### Raw data
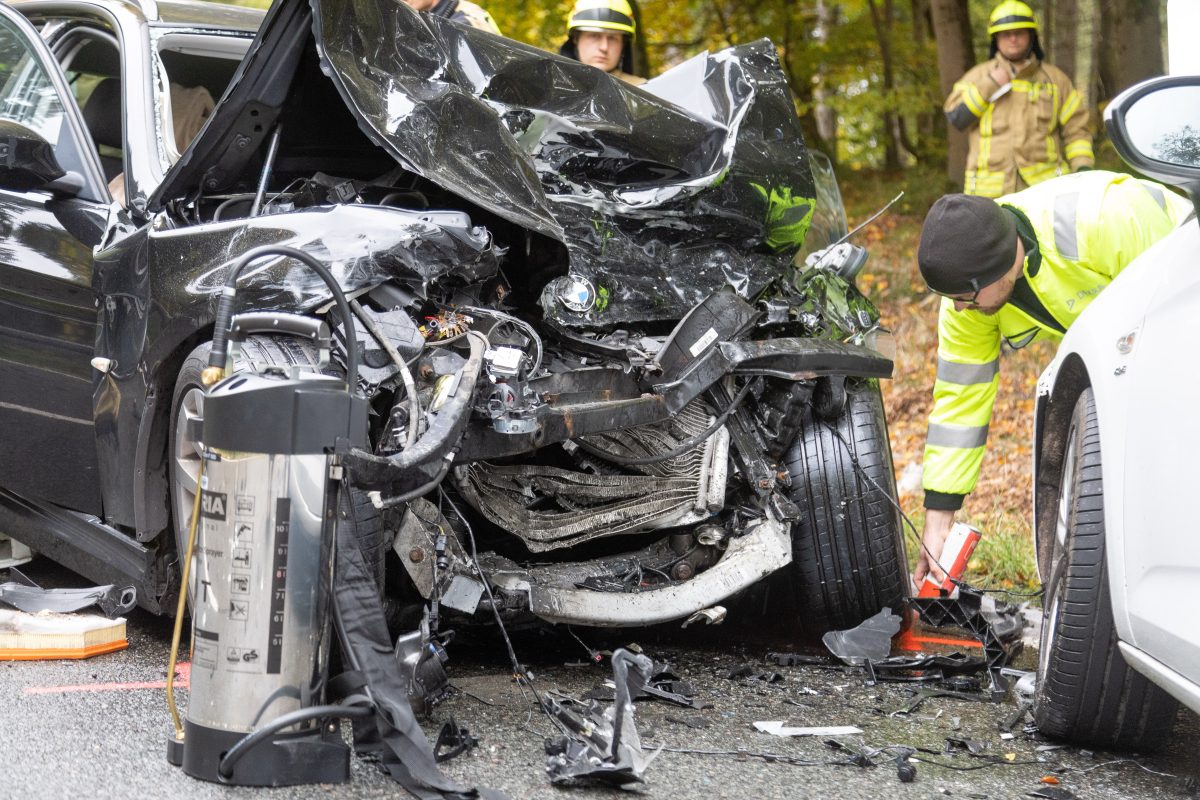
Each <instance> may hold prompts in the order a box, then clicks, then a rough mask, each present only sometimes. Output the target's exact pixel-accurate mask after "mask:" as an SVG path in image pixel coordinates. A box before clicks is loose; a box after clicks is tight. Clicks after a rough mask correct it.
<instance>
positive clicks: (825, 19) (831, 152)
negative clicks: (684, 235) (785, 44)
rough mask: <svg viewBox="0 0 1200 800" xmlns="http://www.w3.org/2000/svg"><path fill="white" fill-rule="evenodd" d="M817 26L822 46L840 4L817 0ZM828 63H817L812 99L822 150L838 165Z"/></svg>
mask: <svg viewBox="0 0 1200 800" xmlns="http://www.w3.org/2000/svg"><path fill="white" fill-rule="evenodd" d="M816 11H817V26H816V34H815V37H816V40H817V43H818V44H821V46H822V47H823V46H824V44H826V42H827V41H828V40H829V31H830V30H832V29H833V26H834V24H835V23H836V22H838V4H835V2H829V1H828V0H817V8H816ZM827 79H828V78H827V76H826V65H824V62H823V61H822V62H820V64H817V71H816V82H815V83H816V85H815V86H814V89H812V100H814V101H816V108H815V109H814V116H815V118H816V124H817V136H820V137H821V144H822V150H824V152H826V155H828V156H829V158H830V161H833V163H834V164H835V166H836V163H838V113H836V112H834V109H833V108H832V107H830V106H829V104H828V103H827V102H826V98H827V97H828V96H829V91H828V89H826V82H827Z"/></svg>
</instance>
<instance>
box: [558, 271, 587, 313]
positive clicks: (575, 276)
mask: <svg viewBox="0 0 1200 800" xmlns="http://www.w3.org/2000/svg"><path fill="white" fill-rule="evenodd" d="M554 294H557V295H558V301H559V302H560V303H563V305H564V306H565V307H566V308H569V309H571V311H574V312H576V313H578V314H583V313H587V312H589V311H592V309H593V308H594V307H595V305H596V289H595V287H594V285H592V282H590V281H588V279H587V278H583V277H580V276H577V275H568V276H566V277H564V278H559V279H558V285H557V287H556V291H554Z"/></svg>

### What to work on
Write out all of the lines above as a numbered list, skipping any blank lines and omitting the pictures.

### Worked solution
1. Each <instance> may hold prompts in the order a box, then clicks, then a rough mask, each present only sometimes. Output the target's exact pixel-accurate mask after "mask:" as an SVG path in image pixel coordinates. A box before clicks is loose; a box after clicks is tight. Clicks after a rough mask correct it.
2. <instance>
3. positive clicks: (825, 19) (831, 152)
4. negative clicks: (684, 235) (785, 44)
5. rough mask: <svg viewBox="0 0 1200 800" xmlns="http://www.w3.org/2000/svg"><path fill="white" fill-rule="evenodd" d="M817 26L822 46L840 4L817 0ZM828 63H817L812 99L822 150L838 165Z"/></svg>
6. mask: <svg viewBox="0 0 1200 800" xmlns="http://www.w3.org/2000/svg"><path fill="white" fill-rule="evenodd" d="M816 11H817V26H816V34H815V37H816V40H817V43H818V44H821V46H822V47H823V46H824V44H826V42H827V41H828V40H829V31H830V30H832V29H833V26H834V24H835V23H836V22H838V4H835V2H829V1H828V0H817V8H816ZM827 79H828V78H827V76H826V65H824V62H823V61H822V62H820V64H817V71H816V82H815V83H816V85H815V86H814V89H812V100H814V101H816V108H815V109H814V116H815V118H816V124H817V136H820V137H821V144H822V150H824V152H826V155H828V156H829V158H830V161H833V163H834V164H835V166H836V163H838V113H836V112H834V109H833V108H832V107H830V106H829V104H828V103H827V102H826V98H827V97H828V96H829V91H828V89H826V82H827Z"/></svg>
7. </instance>
8. <instance>
9. box: [558, 271, 587, 313]
10. positive clicks: (575, 276)
11. mask: <svg viewBox="0 0 1200 800" xmlns="http://www.w3.org/2000/svg"><path fill="white" fill-rule="evenodd" d="M554 294H557V295H558V301H559V302H560V303H563V305H564V306H565V307H566V308H569V309H571V311H574V312H576V313H578V314H583V313H587V312H589V311H592V309H593V308H594V307H595V305H596V289H595V287H594V285H592V282H590V281H588V279H587V278H583V277H580V276H577V275H568V276H566V277H564V278H559V279H558V285H557V287H556V291H554Z"/></svg>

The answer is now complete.